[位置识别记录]
"""

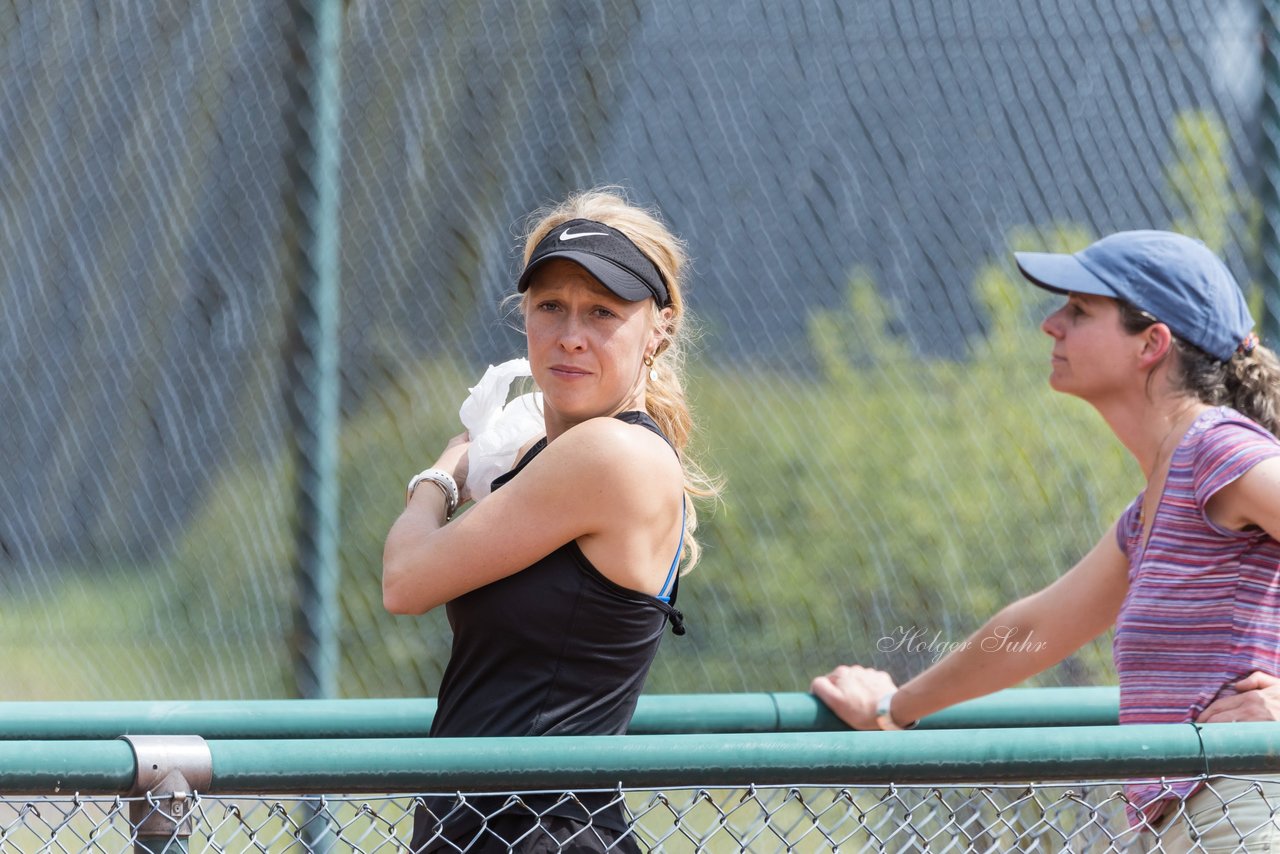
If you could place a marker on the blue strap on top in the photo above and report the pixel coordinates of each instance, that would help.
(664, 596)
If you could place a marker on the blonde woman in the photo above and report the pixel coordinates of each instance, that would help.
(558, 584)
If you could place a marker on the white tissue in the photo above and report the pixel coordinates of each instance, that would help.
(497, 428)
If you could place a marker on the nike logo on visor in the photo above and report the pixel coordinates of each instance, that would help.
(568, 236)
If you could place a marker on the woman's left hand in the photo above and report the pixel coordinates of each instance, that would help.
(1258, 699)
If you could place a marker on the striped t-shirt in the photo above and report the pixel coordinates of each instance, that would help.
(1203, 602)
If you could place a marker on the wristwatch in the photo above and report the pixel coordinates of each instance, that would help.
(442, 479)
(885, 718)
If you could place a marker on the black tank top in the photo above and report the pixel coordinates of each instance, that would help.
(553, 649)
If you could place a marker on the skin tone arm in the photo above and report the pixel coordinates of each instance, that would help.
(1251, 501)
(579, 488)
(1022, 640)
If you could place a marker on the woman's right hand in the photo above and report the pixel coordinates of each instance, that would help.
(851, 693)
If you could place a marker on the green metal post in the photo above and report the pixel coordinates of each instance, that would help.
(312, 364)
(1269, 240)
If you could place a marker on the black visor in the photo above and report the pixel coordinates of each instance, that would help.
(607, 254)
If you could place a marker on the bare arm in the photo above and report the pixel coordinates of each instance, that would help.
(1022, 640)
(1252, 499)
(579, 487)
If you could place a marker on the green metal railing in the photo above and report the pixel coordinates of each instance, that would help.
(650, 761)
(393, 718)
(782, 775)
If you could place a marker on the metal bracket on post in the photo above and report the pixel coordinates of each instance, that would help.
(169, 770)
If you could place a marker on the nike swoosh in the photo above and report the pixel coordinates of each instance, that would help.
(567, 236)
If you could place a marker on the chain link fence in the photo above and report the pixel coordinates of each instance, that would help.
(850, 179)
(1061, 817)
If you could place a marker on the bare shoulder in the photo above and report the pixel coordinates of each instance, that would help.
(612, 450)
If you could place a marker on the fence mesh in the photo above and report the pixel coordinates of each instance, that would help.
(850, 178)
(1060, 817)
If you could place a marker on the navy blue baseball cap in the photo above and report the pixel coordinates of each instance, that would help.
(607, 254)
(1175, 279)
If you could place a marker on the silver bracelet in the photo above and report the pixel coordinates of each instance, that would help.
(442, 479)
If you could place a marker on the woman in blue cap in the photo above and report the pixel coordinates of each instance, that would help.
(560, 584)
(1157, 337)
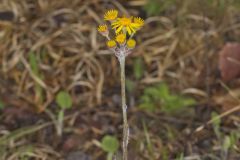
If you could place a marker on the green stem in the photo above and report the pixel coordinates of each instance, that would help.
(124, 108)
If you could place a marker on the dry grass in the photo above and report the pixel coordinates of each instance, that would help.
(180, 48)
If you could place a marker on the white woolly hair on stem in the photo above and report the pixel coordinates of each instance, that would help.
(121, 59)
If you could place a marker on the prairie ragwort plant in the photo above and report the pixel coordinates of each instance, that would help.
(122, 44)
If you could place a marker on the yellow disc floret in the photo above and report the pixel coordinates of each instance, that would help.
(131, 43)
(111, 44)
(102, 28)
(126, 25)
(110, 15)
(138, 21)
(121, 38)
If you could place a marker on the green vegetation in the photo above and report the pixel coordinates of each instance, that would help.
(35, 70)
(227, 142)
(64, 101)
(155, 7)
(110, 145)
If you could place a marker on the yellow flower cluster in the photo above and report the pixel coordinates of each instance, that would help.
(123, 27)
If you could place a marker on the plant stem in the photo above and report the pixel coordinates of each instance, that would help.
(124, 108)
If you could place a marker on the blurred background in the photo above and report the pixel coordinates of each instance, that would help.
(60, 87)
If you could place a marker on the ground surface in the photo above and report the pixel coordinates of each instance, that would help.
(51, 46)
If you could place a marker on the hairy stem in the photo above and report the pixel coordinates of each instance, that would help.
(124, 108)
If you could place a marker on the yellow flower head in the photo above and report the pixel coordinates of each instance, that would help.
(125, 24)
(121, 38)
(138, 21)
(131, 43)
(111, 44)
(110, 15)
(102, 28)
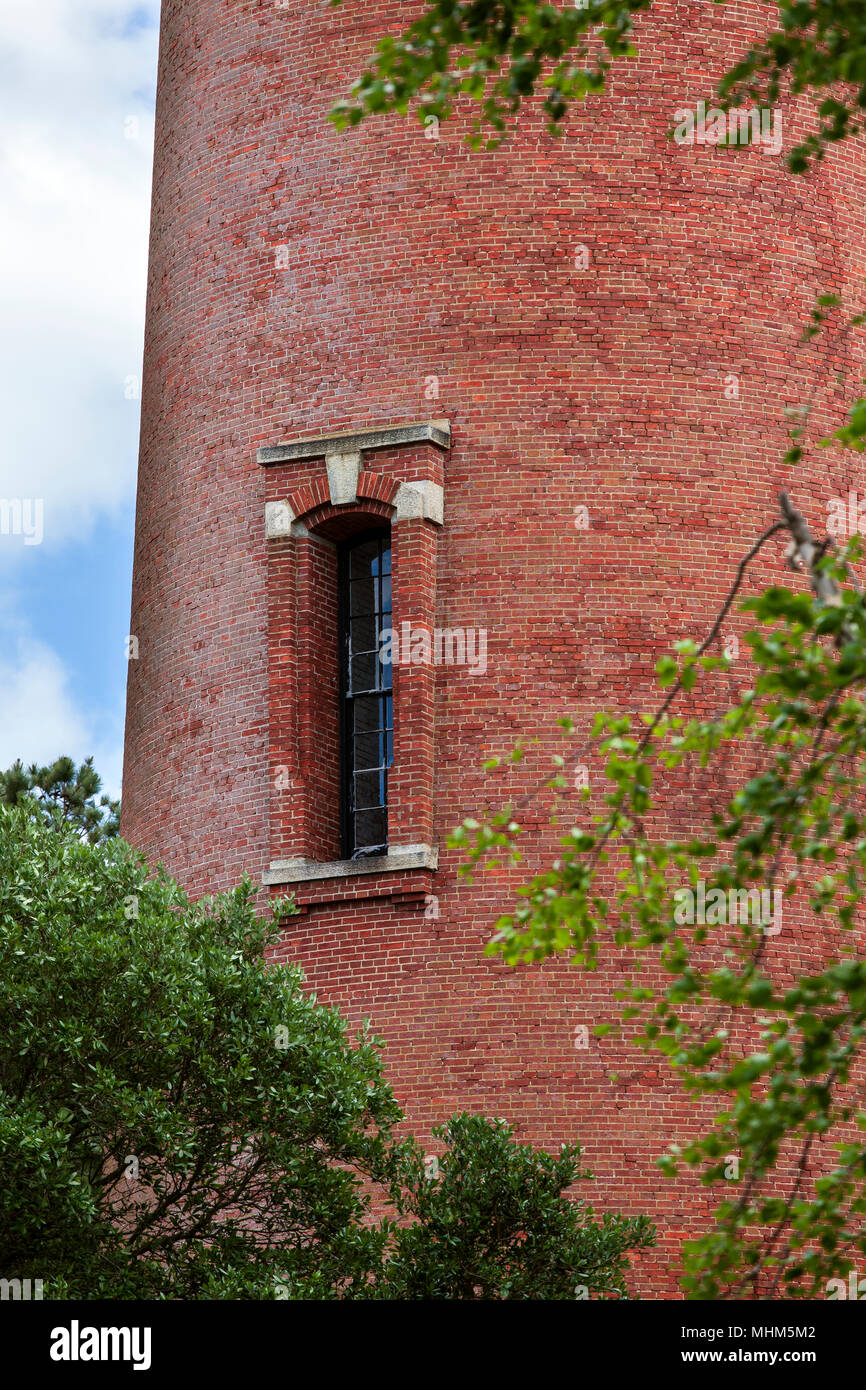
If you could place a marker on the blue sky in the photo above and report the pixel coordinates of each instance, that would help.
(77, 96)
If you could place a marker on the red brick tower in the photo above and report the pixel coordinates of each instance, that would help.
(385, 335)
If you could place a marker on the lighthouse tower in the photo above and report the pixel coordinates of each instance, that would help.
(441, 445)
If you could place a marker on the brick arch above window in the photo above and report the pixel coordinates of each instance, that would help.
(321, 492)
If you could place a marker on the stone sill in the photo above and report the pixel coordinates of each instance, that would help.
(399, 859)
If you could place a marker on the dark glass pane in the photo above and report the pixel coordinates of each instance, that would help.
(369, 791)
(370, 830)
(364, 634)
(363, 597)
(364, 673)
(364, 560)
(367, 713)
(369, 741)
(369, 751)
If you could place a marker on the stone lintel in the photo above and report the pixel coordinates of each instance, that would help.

"""
"""

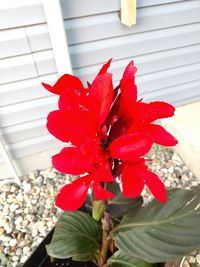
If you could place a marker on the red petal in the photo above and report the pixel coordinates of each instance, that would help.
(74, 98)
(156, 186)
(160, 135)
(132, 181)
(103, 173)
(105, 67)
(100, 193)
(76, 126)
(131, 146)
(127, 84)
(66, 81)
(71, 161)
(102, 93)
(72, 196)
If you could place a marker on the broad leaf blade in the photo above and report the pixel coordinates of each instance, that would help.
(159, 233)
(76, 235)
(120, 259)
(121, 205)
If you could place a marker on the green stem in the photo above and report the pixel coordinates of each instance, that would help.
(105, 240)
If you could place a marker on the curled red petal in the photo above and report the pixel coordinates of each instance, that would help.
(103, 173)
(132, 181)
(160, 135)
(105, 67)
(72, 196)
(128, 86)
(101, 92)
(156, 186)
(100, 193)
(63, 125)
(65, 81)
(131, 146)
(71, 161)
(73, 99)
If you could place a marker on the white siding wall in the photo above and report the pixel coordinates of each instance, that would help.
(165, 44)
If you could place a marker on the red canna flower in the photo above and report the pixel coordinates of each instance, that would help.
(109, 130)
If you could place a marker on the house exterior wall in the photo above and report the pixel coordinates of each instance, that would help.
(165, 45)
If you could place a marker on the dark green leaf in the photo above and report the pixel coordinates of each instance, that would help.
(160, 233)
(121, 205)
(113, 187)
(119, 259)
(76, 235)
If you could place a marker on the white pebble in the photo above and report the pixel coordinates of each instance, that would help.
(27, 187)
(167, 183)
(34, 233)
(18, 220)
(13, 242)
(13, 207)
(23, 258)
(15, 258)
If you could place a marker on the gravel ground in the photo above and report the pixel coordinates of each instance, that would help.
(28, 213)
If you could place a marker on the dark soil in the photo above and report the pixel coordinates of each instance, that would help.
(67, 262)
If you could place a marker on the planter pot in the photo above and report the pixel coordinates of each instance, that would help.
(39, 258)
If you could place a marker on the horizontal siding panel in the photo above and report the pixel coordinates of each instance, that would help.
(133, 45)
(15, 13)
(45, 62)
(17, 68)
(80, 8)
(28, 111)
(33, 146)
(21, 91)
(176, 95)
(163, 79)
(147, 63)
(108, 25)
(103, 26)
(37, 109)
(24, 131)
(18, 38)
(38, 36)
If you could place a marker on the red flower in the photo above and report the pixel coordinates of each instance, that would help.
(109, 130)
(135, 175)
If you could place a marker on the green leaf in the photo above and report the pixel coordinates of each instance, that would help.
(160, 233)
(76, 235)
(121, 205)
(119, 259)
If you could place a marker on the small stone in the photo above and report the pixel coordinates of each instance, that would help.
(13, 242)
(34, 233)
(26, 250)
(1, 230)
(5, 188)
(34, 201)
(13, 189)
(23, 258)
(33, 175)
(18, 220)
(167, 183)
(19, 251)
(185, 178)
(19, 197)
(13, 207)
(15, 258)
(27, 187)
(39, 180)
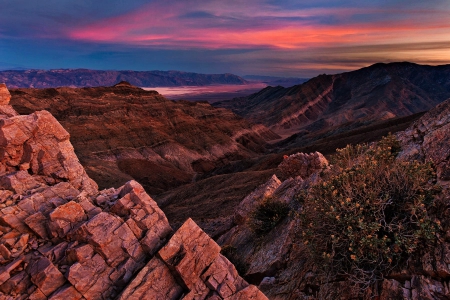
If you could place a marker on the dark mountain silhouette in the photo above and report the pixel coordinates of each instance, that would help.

"""

▶ _任务目标_:
从上面的条目里筛出所有含有“metal”这个词的行，一行不漏地照抄下来。

▶ _回答_:
If you could place a marker on the green metal post in the photo above and report the pixel coordinates of each instance, that would help.
If you could place a marker on the green metal railing in the photo above and report the pixel coordinates of each instance, that would help.
If you could place a marker on the metal bracket on post in the photo above and report the pixel coordinates of each instance, that would help.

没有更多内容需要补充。